#### REQUIRED WORK:
**1)** In the text on tracking buffer consumption, why are staff asked how much time remains on a task instead of what percent of it is complete? Answer in one to three sentences.
**2)** According to the text on tracking buffer consumption, how often are checkpoints held?
**3)** Extend the text on tracking buffer consumption, starting after its last sentence.

To calculate buffer consumption, the PM must have current information on every task that has been started and has not been completed. At each checkpoint (daily or once or twice a week), each project staff member currently working on a task should be asked for the amount of time remaining to complete the task. It is unproductive, for project management purposes, to ask for a completion date or percentage of the work that has been completed. (Historically, “percent complete” has often been overestimated.) A “remaining” time estimate is necessary for the PM to know if action is warranted. The remaining time, added to the time elapsed since the task was started, can be compared to the original estimated aggressive time to determine the buffer penetration or recovery. The reported remaining time changes (i.e. is not always decreasing) each time a query is made.

A task duration overage, meaning the task will complete some time beyond the reduced estimated (aggressive) duration, can be calculated as follows: For a task that has been started and not completed, add the amount of time remaining to complete the task (provided by the assigned resource) to the time elapsed since the task was initiated and compare the current expected total duration to the original estimated aggressive duration. If the current duration is greater than the estimated aggressive duration, the difference between the two is the amount of overage that must be reflected in the appropriate buffer as “used.”23

The overage calculation is not based on when the task was originally planned to start. There is no concern about “start dates” or “finish dates” as each activity time is calculated only on its own planned duration. More will be discussed on this matter later, but as we have already intimated in the preceding section “Communication Plan,” start dates are not emphasized. Instead, CC concentrates on task durations and provides notifications of impending work for each resource on the Critical Chain and for each task without a predecessor task. Otherwise, work is performed in the order in which it arrived in a resource’s queue.

#### EXTRACTED DATA:

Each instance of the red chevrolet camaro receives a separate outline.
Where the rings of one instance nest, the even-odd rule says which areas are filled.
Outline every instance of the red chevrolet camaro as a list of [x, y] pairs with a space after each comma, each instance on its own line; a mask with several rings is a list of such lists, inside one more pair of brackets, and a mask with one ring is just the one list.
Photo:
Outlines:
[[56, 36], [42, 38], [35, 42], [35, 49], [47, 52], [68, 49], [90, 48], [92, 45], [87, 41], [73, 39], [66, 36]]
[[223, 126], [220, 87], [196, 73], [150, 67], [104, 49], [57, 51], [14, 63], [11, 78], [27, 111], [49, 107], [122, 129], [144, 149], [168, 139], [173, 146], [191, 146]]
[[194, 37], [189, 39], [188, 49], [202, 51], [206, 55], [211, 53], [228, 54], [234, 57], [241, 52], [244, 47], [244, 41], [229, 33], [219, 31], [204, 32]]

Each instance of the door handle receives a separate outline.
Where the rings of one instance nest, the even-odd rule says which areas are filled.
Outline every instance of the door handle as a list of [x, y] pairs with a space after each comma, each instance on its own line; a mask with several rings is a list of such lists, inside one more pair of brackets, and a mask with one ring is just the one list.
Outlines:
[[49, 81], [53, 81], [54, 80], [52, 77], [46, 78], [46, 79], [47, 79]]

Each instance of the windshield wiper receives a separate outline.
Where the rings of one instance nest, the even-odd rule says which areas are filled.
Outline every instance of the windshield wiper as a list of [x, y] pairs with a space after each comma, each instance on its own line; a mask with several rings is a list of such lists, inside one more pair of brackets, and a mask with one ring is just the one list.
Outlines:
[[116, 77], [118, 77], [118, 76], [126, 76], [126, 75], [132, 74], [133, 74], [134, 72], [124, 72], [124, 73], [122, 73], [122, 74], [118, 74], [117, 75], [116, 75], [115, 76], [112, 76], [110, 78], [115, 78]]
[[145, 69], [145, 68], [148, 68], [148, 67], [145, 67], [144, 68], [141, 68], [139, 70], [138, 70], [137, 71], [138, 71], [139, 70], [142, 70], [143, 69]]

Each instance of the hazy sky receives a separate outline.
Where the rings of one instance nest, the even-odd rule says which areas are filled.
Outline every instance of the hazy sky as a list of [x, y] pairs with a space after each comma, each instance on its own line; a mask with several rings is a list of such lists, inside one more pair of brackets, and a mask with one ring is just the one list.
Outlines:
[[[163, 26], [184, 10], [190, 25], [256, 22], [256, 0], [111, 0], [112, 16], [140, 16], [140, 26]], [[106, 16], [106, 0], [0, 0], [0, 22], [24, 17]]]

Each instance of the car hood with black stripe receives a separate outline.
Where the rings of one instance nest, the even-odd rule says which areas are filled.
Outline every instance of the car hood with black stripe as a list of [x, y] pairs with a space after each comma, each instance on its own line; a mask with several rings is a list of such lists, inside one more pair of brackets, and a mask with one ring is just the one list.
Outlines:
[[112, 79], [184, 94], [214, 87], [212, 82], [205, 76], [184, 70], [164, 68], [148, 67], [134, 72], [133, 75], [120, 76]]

#### TASK ANSWERS:
**1)** Asking for percent complete or a completion date is unproductive for project management, and percent complete has often been overestimated. A remaining-time estimate gives the PM what is needed to know whether action is warranted. Added to the time already elapsed, it can be compared with the original aggressive estimate to find how much buffer has been used or recovered.

**2)** Daily or once or twice a week.

**3)**
If the overage task is on a feeding chain, the amount of the estimated overage is subtracted from the feeding buffer. If, at some point, a feeding buffer becomes fully consumed, then any remaining overage is shown as utilized in the project buffer. For any task on the Critical Chain, the overage must be subtracted from the project buffer. In a multi-project environment, the project management office (or the equivalent function) should track the performance of the SR (see Fig. 3-8) so that scheduling buffers can be adjusted if the SR indicates a shorter or longer than planned duration for one of its assigned tasks.

FIGURE 3-9 Buffer variation areas. (Reprinted with permission from A Practical Guide to Earned Value Project Management, 2nd ed., Charles I. Budd and Charlene S. Budd. © 2010 by Management Concepts, Inc. All rights reserved.)

Knowing When to Act


PMs need to have a meaningful knowledge about their project’s status and they need to know when to take corrective actions. The amount of buffer utilization provides the required information. Buffers are generally divided into three equal sections of time that can be thought of as “expected variation,” “normal variation,” and “abnormal variation.” They are somewhat analogous to the green, yellow, and red of a traffic control light. An illustration of this division is shown in Fig. 3-9. In Fig. 3-6, there are 30 days in the project buffer, which means there would be about 10 days in each of the buffer variation sections.24

Expected Variation (Green Zone)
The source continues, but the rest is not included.